- TASK
Pull out every line in the records below that contains the string "black", and copy each of those lines unchanged. Case counts when matching.

Start of EXTRACTED RECORDS

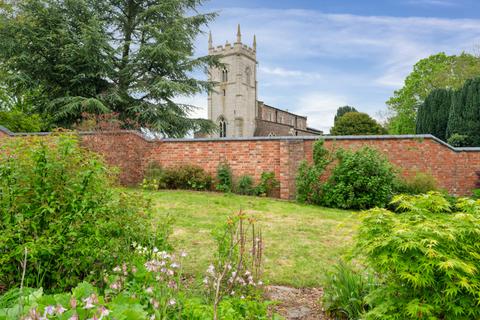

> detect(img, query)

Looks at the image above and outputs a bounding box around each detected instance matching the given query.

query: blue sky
[181,0,480,131]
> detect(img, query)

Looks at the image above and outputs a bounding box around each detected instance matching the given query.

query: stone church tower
[208,25,322,138]
[208,25,257,137]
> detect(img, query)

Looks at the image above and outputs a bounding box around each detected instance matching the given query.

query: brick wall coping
[0,126,480,152]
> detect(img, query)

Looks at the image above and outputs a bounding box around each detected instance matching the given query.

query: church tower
[208,25,257,137]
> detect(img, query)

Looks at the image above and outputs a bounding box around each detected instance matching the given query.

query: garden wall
[0,127,480,199]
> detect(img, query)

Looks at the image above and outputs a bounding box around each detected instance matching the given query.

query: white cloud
[296,92,348,133]
[259,66,321,79]
[407,0,458,7]
[175,94,208,119]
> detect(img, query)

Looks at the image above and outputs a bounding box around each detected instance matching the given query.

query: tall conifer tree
[0,0,215,137]
[416,89,452,141]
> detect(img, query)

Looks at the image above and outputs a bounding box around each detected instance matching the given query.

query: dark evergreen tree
[447,78,480,147]
[330,112,386,136]
[334,106,358,123]
[416,89,452,141]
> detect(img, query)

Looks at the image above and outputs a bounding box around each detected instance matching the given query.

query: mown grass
[150,191,357,287]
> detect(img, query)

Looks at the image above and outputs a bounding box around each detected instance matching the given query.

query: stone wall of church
[0,128,480,199]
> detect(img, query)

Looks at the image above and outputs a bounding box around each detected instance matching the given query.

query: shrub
[322,147,396,209]
[0,109,47,132]
[296,140,331,204]
[254,171,280,196]
[447,133,469,147]
[143,163,213,190]
[160,164,213,190]
[215,163,233,192]
[143,162,166,190]
[396,172,438,194]
[0,214,277,320]
[357,192,480,319]
[235,175,255,196]
[323,262,375,319]
[0,134,169,291]
[296,160,323,204]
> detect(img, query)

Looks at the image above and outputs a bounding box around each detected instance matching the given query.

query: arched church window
[218,117,227,138]
[245,67,252,85]
[235,118,243,137]
[222,68,228,82]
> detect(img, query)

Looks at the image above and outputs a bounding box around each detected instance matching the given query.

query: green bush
[322,262,375,319]
[322,147,396,209]
[0,110,46,132]
[235,175,255,196]
[254,171,280,197]
[0,213,278,320]
[396,172,438,194]
[296,140,331,204]
[160,164,213,190]
[215,163,233,192]
[296,160,323,204]
[357,192,480,319]
[0,134,166,291]
[143,162,213,190]
[447,133,469,147]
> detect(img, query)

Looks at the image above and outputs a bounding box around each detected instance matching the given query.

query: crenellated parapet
[208,25,257,59]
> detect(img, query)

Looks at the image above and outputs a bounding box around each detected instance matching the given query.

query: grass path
[150,191,358,287]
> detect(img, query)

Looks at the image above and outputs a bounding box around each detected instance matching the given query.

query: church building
[208,25,322,137]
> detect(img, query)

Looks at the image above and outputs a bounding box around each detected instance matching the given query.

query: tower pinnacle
[236,23,242,43]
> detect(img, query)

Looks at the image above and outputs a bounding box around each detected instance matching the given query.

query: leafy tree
[0,109,45,132]
[295,140,332,204]
[447,78,480,146]
[387,52,480,134]
[416,89,453,141]
[330,112,385,136]
[322,147,396,209]
[356,192,480,319]
[334,106,358,123]
[0,0,215,136]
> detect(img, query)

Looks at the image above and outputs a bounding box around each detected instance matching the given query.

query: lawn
[150,191,358,287]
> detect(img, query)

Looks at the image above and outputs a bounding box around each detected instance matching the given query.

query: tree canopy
[416,89,453,141]
[447,78,480,147]
[334,106,358,122]
[0,0,215,136]
[387,52,480,134]
[330,112,385,136]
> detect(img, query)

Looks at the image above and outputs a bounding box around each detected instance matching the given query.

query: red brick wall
[305,138,480,195]
[0,130,480,199]
[75,132,480,199]
[143,140,281,195]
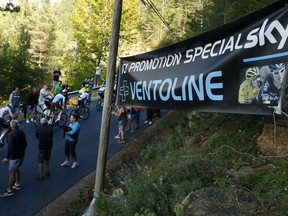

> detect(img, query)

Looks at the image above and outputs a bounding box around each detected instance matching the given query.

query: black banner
[116,1,288,115]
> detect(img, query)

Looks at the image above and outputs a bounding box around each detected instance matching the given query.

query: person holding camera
[35,118,53,180]
[60,113,80,169]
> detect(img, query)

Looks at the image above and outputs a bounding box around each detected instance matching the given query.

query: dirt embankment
[36,111,177,216]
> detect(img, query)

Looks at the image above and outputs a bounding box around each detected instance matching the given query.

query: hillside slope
[96,112,288,216]
[38,111,288,216]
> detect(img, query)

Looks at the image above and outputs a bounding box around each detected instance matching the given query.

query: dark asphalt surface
[0,103,153,216]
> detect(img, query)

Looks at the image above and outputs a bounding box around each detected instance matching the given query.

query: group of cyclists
[0,83,91,148]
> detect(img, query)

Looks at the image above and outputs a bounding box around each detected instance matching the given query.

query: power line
[141,0,171,30]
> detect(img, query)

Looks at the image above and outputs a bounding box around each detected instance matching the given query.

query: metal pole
[94,0,122,197]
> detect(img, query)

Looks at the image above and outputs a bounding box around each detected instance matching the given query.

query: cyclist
[0,105,14,148]
[44,93,54,124]
[51,89,67,122]
[79,82,90,94]
[258,63,286,105]
[238,67,261,104]
[78,89,90,107]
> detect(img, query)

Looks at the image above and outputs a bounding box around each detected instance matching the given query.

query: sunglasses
[271,70,285,76]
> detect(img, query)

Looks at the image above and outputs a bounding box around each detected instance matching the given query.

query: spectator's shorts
[26,105,35,113]
[38,149,51,163]
[8,158,23,171]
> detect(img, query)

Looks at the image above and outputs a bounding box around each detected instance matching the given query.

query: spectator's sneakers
[34,175,44,181]
[60,161,70,167]
[0,189,14,197]
[114,135,120,139]
[71,161,79,169]
[12,184,21,190]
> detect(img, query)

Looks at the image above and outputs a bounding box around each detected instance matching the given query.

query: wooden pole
[94,0,122,197]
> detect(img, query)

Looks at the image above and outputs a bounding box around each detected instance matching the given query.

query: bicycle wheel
[96,99,102,111]
[33,113,44,127]
[70,108,79,115]
[57,113,67,127]
[3,113,11,122]
[79,107,90,120]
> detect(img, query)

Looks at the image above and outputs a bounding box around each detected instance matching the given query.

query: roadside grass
[95,112,288,216]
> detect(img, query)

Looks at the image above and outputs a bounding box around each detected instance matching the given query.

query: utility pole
[94,0,122,198]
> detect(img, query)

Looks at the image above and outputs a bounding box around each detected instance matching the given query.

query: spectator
[53,80,62,95]
[51,89,67,122]
[112,106,128,143]
[35,118,53,180]
[38,84,52,111]
[126,107,137,133]
[9,86,21,119]
[26,87,38,123]
[94,64,101,87]
[62,81,69,109]
[144,108,154,125]
[53,67,61,89]
[134,107,141,129]
[0,105,14,148]
[60,113,80,169]
[257,63,286,105]
[0,120,27,197]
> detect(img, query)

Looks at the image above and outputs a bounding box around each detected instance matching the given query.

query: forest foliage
[0,0,275,101]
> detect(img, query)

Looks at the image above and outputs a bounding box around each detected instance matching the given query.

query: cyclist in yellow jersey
[238,67,261,104]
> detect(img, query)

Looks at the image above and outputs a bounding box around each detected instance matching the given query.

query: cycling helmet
[245,67,260,80]
[268,63,285,75]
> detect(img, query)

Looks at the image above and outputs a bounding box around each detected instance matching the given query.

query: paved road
[0,103,153,216]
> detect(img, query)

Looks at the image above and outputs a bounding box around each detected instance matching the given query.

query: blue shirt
[66,121,80,141]
[79,92,90,100]
[52,94,65,103]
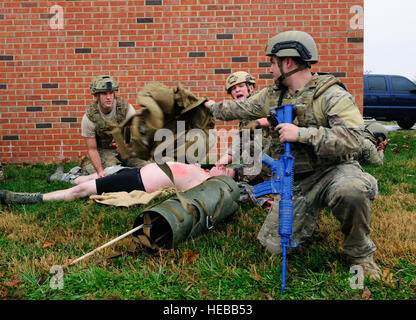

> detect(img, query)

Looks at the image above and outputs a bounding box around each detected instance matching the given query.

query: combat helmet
[364,122,387,145]
[90,76,118,94]
[265,31,319,83]
[225,71,256,94]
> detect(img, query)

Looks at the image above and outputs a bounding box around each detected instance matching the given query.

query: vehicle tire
[397,118,416,130]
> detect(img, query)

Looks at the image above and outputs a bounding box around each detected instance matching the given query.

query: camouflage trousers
[257,163,378,258]
[80,149,149,174]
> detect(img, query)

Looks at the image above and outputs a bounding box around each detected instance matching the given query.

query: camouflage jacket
[85,96,129,149]
[211,74,364,174]
[354,139,384,166]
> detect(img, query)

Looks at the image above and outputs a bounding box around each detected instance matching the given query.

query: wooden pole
[62,224,143,268]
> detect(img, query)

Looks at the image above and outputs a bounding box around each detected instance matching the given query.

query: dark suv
[363,74,416,129]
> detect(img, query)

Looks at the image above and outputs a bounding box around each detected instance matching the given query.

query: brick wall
[0,0,363,162]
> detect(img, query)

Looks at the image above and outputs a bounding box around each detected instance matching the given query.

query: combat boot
[46,165,64,183]
[0,190,43,204]
[347,253,381,280]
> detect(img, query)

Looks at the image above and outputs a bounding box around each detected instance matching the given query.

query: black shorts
[95,168,146,194]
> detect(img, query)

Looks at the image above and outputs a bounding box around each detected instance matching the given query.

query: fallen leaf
[361,286,371,300]
[4,277,23,288]
[251,266,263,281]
[381,269,396,288]
[42,239,54,249]
[183,250,199,262]
[381,269,390,281]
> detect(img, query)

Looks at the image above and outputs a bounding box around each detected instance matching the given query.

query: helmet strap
[277,58,308,84]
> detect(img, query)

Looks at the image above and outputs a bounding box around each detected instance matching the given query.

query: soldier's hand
[241,120,261,131]
[274,123,299,142]
[97,170,105,178]
[377,139,389,151]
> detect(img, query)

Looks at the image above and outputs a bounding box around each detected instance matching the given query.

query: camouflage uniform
[211,74,377,258]
[354,139,384,166]
[81,96,141,174]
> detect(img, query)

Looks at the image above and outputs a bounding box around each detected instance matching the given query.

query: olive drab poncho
[108,82,215,160]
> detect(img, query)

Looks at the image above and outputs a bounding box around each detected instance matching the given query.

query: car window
[391,77,416,91]
[368,76,387,91]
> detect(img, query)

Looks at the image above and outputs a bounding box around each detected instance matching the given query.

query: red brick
[0,0,363,162]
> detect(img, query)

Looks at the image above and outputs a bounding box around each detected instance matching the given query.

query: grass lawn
[0,130,416,300]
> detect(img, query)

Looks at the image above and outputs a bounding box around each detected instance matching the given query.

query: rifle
[253,104,298,293]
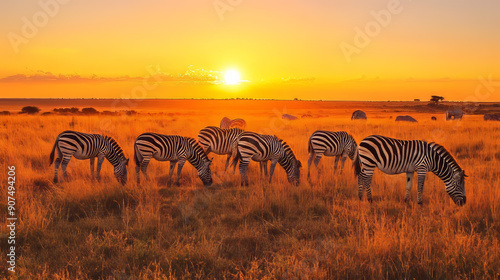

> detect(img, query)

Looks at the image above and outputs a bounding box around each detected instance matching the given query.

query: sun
[224,69,240,85]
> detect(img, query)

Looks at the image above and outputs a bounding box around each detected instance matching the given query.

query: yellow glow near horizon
[224,69,241,85]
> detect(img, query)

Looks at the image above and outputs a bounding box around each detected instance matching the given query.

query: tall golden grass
[0,103,500,279]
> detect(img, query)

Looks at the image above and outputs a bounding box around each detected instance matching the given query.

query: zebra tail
[134,146,141,166]
[230,149,241,168]
[352,149,361,177]
[49,137,59,166]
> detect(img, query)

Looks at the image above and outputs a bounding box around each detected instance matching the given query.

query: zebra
[353,135,467,206]
[307,130,358,178]
[49,130,128,185]
[134,132,212,186]
[198,126,267,176]
[198,126,244,170]
[233,131,302,186]
[220,117,247,129]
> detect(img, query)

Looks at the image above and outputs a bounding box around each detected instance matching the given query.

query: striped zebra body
[307,130,358,178]
[235,132,302,185]
[134,132,212,186]
[50,130,128,184]
[220,117,247,129]
[354,135,467,205]
[198,126,244,170]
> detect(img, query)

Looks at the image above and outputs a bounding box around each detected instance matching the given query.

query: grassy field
[0,101,500,279]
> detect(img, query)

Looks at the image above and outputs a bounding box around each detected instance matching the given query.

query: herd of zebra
[50,118,467,206]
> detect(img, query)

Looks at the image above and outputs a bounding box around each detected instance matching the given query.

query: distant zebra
[307,130,358,178]
[134,132,212,186]
[50,130,128,185]
[354,135,467,206]
[233,131,302,186]
[220,117,247,129]
[198,126,244,170]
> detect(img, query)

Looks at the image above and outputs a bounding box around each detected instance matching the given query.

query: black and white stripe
[134,132,212,186]
[235,131,302,185]
[198,126,243,170]
[307,130,358,178]
[220,117,247,129]
[354,135,467,205]
[50,131,128,184]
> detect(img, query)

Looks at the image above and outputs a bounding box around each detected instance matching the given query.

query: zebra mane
[103,136,125,157]
[185,137,210,161]
[429,142,462,170]
[274,138,297,159]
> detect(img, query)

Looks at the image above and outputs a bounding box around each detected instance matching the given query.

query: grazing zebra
[220,117,247,129]
[307,130,358,178]
[134,132,212,186]
[50,130,128,185]
[198,126,243,170]
[233,132,302,186]
[354,135,467,206]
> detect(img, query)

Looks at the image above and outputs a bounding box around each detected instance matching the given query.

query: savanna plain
[0,100,500,279]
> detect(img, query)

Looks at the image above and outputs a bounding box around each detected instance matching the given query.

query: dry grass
[0,101,500,279]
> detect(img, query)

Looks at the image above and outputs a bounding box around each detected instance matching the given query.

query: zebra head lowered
[429,142,468,206]
[187,138,213,186]
[278,138,302,185]
[115,157,128,185]
[105,136,128,185]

End of EXTRACTED RECORDS

- TASK ANSWER
query: black banner
query: black shorts
query: black and white stripe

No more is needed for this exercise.